*** STUDY TEXT ***

I’m cheating! Most of this was written and preached in the Macedon Ranges, last time this reading came up in the lectionary. But looking back at it I find that I still agree with everything I said then, and I quite like the sermon, so I’m going to preach it again.
Sermon for Williamstown
May 10th, 2015
John 15:9-17
I’ve been thinking about marriage this week. On Tuesday I received the first mailing of papers for the national Assembly that will be held in Perth in July. Among the few proposals that came with them the papers were two about marriage, one from the Standing Committee and one from the Uniting Aboriginal and Islander Christian Congress. (Neither suggested any change in our current understanding of marriage, but both suggest that we have a lot more discussion about it.) On Wednesday, at a meeting with members of the Burmese congregation, Natalie, Bev and I heard that Pastor True has been recognised by the government as a marriage celebrant, and we rejoiced with him that he’ll be able to celebrate the marriages of members of his congregation. Most people in Australia see marriage as something churches are particularly concerned with, which is why ministers are able to be authorised by the Attorney-General to act as marriage agents for the state. Churches agree, marriage is important to us, which is why the coming Assembly will spend a fair bit of time discussing marriage. In comparison, friendship isn’t a topic that gets mentioned a lot in the church. And yet if any form of relationship can be described as particularly Christian, as the specific way that Christians live out our lives, it’s not marriage. It’s friendship.

*** End of STUDY TEXT ***
*** DATA SUPPLIED ***

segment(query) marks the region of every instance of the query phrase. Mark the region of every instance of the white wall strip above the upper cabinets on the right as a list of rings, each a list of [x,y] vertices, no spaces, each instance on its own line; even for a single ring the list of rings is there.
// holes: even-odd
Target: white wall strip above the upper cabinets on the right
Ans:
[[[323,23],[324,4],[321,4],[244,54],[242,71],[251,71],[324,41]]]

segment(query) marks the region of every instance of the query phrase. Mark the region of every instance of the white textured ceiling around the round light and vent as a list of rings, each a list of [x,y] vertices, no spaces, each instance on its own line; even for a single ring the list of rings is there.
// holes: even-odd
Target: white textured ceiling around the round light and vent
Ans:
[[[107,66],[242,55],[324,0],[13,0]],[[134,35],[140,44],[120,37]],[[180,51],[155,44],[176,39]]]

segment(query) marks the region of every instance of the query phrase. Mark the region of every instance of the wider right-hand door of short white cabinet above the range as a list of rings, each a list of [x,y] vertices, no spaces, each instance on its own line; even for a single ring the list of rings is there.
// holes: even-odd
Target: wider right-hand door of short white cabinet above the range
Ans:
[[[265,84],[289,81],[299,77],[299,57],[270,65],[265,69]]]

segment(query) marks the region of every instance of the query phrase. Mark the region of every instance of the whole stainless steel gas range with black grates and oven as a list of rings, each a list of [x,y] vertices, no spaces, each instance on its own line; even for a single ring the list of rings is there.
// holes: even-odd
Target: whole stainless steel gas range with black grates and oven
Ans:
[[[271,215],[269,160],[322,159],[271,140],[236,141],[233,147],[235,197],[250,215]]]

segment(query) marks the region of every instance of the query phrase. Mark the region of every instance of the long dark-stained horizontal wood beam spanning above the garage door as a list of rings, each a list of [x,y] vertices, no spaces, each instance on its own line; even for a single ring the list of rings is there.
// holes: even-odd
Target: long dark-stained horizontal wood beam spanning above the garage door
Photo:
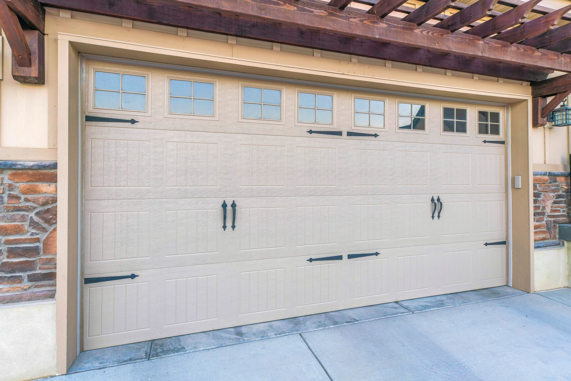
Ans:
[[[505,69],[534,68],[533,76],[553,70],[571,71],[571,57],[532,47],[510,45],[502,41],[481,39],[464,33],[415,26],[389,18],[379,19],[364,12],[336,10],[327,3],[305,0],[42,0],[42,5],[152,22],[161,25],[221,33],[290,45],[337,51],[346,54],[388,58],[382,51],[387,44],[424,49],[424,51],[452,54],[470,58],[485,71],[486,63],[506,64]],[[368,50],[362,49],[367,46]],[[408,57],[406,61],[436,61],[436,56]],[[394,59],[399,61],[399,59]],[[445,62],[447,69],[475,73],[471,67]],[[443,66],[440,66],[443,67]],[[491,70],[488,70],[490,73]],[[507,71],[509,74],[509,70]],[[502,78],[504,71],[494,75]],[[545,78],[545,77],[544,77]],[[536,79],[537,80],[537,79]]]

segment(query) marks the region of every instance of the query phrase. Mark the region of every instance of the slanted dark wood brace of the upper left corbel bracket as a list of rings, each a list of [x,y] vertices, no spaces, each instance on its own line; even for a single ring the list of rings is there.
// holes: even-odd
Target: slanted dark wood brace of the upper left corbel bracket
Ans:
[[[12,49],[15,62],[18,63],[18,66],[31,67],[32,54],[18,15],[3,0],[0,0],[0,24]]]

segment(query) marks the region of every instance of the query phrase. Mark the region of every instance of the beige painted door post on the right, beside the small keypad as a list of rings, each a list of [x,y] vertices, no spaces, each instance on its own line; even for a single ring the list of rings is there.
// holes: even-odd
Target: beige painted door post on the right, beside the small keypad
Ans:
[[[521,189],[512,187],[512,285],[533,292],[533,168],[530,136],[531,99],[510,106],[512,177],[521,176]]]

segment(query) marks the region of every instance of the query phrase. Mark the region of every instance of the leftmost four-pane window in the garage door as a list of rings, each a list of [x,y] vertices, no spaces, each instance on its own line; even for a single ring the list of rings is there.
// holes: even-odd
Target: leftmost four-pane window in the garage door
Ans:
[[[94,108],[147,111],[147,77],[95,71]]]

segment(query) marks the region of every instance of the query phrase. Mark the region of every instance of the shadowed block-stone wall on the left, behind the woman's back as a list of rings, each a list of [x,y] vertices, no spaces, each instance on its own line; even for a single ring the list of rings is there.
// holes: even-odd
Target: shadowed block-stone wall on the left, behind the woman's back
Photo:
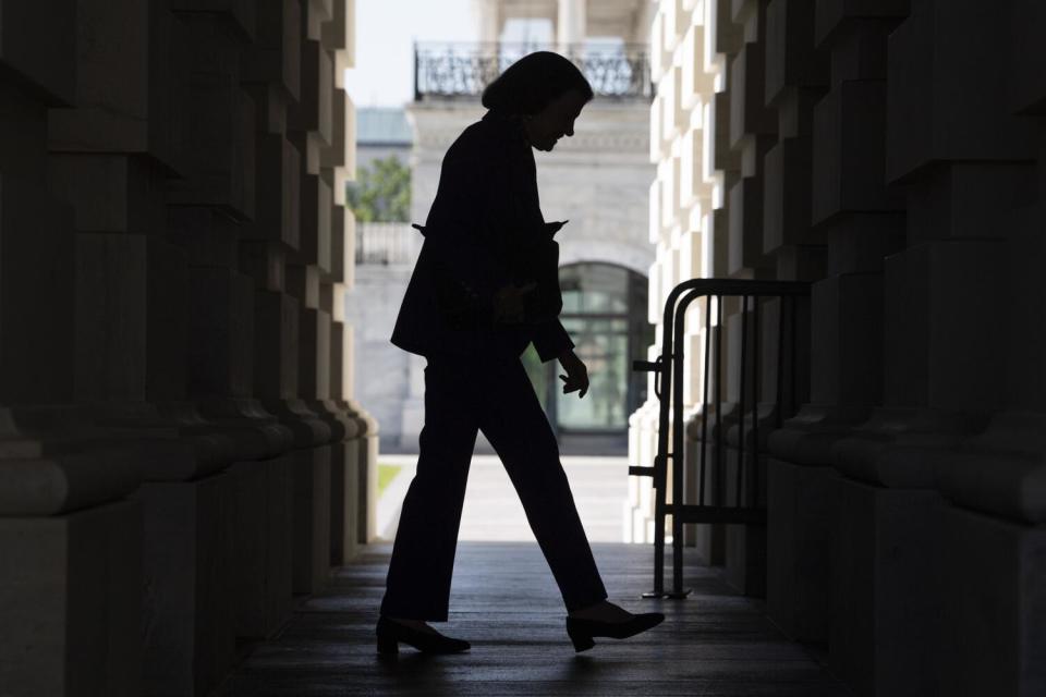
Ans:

*** End of DATA SUPPLIED ***
*** DATA SUPPLIED ***

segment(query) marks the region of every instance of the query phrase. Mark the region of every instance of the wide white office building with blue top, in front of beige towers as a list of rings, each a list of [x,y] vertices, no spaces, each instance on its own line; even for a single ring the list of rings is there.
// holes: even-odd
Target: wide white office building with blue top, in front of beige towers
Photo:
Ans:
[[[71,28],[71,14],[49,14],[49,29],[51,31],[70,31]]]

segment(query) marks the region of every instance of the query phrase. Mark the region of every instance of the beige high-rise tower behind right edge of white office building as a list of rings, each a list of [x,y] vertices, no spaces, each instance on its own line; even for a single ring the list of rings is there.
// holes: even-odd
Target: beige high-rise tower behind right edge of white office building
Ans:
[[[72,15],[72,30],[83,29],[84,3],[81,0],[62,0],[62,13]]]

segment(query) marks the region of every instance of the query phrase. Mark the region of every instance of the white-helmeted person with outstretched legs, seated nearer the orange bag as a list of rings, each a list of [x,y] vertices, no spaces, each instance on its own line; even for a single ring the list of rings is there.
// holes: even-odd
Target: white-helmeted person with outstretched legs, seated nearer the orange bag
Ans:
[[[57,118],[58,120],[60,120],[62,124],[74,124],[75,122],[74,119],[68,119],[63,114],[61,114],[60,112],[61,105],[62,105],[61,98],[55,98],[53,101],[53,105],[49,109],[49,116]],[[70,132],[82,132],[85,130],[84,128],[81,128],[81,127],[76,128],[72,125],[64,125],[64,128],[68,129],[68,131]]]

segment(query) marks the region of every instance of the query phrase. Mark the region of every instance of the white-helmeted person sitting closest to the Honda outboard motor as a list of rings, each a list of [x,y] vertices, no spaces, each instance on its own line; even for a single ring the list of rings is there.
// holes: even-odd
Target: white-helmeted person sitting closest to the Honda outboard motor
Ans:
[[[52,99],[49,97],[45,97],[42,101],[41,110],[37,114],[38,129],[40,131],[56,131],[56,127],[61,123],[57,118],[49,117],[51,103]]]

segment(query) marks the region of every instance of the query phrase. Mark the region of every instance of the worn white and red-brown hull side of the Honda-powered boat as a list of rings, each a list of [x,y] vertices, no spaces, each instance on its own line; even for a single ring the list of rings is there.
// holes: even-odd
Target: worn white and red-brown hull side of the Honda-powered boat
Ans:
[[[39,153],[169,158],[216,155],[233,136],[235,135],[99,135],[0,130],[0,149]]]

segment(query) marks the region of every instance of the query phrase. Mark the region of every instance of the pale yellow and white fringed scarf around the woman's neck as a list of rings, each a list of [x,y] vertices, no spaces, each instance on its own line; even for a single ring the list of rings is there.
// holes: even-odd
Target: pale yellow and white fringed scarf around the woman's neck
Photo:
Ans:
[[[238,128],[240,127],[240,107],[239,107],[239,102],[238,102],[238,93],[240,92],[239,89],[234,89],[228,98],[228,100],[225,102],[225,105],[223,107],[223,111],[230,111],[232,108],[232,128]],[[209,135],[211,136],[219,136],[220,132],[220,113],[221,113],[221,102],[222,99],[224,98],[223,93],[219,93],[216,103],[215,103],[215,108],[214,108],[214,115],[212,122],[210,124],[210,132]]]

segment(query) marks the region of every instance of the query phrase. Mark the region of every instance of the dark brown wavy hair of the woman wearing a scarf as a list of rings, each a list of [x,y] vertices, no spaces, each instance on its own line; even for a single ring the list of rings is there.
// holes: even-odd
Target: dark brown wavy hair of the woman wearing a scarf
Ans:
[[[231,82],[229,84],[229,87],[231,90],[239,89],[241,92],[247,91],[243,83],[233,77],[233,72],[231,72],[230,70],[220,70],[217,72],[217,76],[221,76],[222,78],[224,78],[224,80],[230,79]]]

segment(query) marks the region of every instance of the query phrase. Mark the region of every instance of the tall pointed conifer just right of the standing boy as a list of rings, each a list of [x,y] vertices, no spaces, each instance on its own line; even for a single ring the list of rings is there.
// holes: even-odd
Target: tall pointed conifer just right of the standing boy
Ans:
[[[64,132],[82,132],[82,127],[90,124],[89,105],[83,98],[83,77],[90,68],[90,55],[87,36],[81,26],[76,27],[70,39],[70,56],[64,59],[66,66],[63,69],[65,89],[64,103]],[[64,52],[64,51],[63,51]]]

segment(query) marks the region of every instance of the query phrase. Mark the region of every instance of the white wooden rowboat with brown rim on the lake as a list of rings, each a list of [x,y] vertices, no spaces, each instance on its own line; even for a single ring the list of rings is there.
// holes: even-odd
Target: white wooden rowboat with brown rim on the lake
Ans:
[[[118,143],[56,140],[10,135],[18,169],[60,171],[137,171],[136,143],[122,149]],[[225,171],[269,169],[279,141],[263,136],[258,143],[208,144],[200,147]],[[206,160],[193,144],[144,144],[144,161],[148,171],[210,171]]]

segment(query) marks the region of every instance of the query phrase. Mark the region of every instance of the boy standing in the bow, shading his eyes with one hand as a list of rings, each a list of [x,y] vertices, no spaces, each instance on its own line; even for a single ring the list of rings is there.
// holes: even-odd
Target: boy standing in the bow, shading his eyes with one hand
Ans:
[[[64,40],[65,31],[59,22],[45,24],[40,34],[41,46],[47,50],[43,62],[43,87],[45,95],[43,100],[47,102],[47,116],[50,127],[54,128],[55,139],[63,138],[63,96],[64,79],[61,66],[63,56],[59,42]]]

*** End of DATA SUPPLIED ***
*** DATA SUPPLIED ***

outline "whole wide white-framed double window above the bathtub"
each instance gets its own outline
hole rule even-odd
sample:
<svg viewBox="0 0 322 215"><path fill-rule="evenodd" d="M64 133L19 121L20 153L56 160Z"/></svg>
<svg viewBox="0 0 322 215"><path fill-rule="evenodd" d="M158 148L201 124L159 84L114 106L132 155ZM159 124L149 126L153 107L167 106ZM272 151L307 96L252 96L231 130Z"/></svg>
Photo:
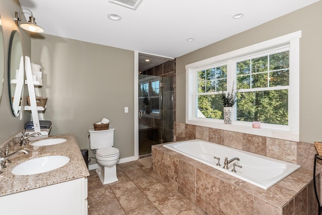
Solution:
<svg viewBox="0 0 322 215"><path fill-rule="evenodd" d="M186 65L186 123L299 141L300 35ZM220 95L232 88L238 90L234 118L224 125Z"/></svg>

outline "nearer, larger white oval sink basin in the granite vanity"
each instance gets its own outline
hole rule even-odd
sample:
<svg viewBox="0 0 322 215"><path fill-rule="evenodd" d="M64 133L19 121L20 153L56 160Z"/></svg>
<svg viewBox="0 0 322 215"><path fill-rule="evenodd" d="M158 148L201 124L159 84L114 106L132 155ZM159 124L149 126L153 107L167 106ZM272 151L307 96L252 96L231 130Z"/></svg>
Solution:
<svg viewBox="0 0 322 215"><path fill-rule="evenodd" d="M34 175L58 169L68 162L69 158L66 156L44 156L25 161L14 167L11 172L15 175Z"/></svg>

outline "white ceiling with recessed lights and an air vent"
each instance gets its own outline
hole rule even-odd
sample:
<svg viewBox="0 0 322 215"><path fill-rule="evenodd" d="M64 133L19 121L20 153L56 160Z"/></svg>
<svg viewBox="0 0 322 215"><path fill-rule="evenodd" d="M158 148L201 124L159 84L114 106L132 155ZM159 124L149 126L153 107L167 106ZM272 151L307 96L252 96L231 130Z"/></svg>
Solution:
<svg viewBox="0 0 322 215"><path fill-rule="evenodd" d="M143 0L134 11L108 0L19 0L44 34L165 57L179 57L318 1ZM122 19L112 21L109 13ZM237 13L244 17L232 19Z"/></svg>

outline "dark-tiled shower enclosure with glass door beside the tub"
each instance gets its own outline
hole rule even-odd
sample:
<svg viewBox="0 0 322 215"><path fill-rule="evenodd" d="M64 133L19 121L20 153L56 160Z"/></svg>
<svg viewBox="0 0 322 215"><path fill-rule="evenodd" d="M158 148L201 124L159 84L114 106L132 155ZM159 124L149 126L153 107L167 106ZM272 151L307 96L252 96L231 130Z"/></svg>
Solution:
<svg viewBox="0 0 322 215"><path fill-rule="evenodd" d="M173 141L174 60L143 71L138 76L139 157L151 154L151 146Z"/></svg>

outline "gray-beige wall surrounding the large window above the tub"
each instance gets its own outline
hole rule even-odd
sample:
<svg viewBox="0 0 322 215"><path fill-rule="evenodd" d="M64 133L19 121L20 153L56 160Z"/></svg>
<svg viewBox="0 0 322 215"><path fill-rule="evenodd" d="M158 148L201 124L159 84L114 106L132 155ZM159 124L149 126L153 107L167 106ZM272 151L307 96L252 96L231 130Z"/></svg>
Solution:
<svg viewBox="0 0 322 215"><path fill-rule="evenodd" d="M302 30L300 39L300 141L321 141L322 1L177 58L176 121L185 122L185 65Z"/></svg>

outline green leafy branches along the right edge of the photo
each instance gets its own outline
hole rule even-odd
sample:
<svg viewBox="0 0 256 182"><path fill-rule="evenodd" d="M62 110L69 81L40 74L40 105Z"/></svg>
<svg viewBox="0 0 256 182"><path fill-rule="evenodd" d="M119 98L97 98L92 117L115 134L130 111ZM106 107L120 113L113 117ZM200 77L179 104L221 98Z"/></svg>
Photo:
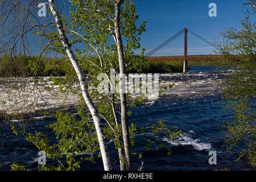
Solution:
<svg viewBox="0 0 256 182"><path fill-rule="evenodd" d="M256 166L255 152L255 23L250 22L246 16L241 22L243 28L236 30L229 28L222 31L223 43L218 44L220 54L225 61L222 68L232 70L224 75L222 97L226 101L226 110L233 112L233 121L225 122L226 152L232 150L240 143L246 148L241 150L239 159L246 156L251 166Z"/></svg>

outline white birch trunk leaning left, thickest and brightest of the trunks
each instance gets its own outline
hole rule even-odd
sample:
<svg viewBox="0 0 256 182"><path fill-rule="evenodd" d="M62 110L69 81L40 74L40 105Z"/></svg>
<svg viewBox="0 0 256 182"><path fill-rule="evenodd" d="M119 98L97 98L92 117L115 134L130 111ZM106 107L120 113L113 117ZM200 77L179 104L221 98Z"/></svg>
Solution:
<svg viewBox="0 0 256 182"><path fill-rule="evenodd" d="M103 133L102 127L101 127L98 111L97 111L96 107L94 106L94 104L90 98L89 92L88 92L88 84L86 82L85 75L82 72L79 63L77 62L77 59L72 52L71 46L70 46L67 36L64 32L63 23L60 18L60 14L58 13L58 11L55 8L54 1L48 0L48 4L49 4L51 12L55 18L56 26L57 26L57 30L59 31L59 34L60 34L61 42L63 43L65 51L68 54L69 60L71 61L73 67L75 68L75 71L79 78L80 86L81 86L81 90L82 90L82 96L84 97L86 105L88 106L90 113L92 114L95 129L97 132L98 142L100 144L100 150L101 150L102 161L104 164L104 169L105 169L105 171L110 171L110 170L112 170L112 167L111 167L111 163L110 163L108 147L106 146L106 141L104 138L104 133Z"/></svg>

*** End of DATA SUPPLIED ***

**EXERCISE REQUIREMENTS**
Copy out the sermon text above in full, word for word.

**EXERCISE OUTPUT**
I’m cheating! Most of this was written and preached in the Macedon Ranges, last time this reading came up in the lectionary. But looking back at it I find that I still agree with everything I said then, and I quite like the sermon, so I’m going to preach it again.
Sermon for Williamstown
May 10th, 2015
John 15:9-17
I’ve been thinking about marriage this week. On Tuesday I received the first mailing of papers for the national Assembly that will be held in Perth in July. Among the few proposals that came with them the papers were two about marriage, one from the Standing Committee and one from the Uniting Aboriginal and Islander Christian Congress. (Neither suggested any change in our current understanding of marriage, but both suggest that we have a lot more discussion about it.) On Wednesday, at a meeting with members of the Burmese congregation, Natalie, Bev and I heard that Pastor True has been recognised by the government as a marriage celebrant, and we rejoiced with him that he’ll be able to celebrate the marriages of members of his congregation. Most people in Australia see marriage as something churches are particularly concerned with, which is why ministers are able to be authorised by the Attorney-General to act as marriage agents for the state. Churches agree, marriage is important to us, which is why the coming Assembly will spend a fair bit of time discussing marriage. In comparison, friendship isn’t a topic that gets mentioned a lot in the church. And yet if any form of relationship can be described as particularly Christian, as the specific way that Christians live out our lives, it’s not marriage. It’s friendship.